Look through the data below for the string "window", and copy every line where it turns up.

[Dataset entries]

---

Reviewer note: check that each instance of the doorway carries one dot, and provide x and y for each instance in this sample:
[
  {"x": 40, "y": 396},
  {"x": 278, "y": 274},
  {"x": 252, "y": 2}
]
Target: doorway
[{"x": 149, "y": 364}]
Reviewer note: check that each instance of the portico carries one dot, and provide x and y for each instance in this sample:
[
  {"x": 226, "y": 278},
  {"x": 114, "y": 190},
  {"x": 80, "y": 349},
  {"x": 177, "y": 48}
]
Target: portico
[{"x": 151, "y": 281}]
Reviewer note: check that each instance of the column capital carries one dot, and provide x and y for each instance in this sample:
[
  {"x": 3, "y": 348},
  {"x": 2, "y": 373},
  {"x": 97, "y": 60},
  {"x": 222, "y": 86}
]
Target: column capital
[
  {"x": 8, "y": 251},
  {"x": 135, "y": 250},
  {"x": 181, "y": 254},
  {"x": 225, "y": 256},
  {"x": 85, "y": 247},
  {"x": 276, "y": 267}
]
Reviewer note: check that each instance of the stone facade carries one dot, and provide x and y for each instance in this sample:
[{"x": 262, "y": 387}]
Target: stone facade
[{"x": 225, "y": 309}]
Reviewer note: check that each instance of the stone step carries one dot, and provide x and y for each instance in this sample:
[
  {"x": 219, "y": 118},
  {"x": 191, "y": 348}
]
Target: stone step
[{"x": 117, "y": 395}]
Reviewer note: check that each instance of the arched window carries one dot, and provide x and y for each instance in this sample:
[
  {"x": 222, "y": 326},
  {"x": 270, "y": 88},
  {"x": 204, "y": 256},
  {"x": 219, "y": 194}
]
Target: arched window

---

### Result of the exercise
Reviewer note: check that each instance of the arched window carries one dot, and provide x and y for each instance in this sample:
Target: arched window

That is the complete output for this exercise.